## Supplied entries
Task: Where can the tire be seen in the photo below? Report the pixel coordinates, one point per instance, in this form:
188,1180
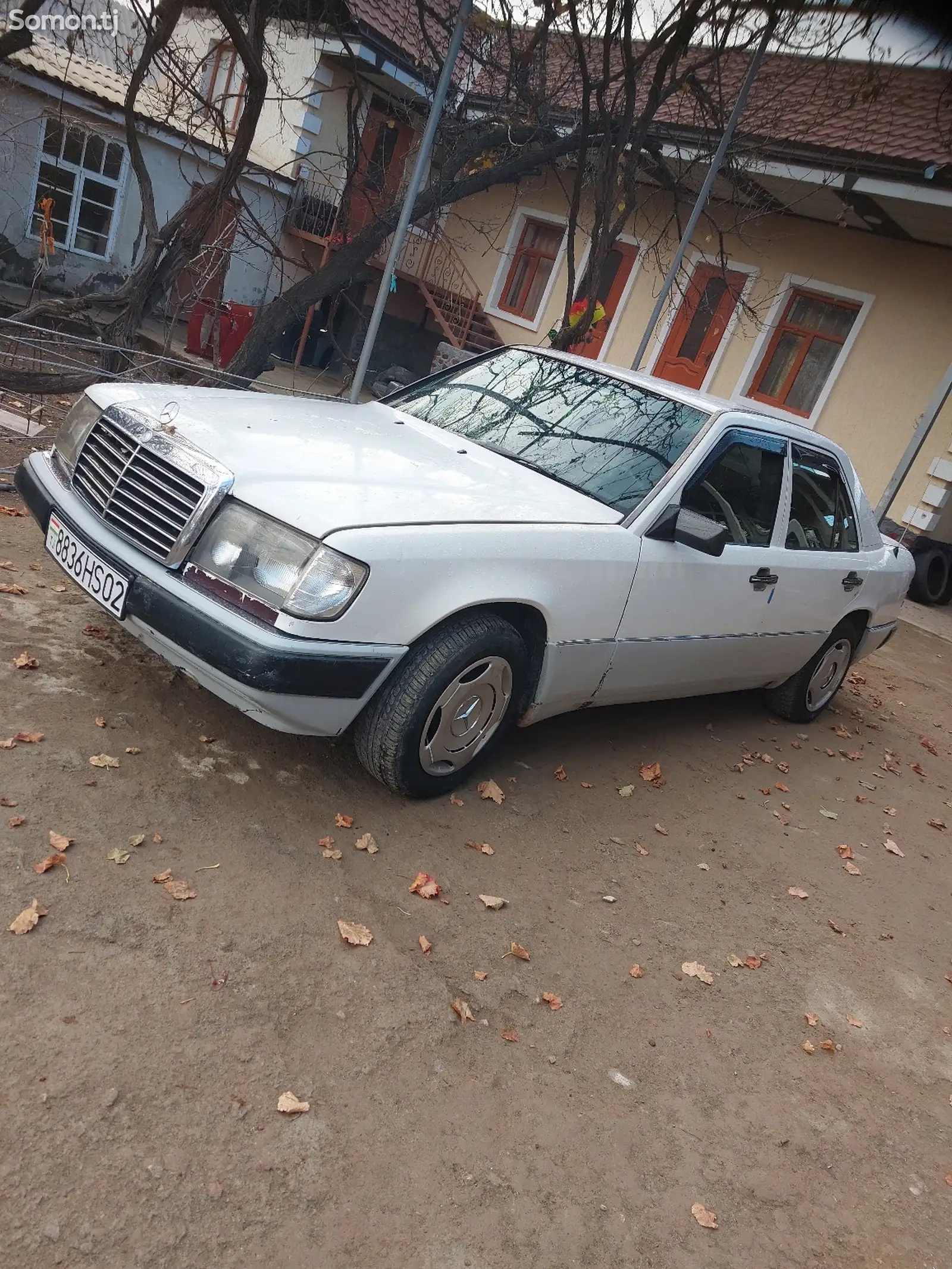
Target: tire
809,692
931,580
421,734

--

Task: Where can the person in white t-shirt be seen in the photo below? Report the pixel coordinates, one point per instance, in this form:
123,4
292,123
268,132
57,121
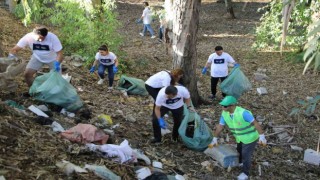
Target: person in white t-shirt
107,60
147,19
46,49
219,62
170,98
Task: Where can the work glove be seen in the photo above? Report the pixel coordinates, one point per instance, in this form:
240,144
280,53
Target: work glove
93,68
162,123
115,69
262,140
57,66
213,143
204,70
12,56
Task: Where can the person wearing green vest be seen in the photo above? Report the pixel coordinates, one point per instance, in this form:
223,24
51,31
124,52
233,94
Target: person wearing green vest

## Exercise directions
Using the records above, select and copy every line that has the word "coordinates".

## Response below
Task: Where can the tire be seen in the photo below? Report the pixel coordinates, one point per instance, in this form:
Task: Where can the person in white t-shirt be seen in the photo below? Report the pixel coordinates, one point per instance, in this form:
Task: Where can the work glove be seen in the photo above? Report the pixel coordinates, one point per instance, in this form:
Task: Where can the person wearing green vest be seen in the photo above? Report the pixel coordinates, one point per instance, in this form:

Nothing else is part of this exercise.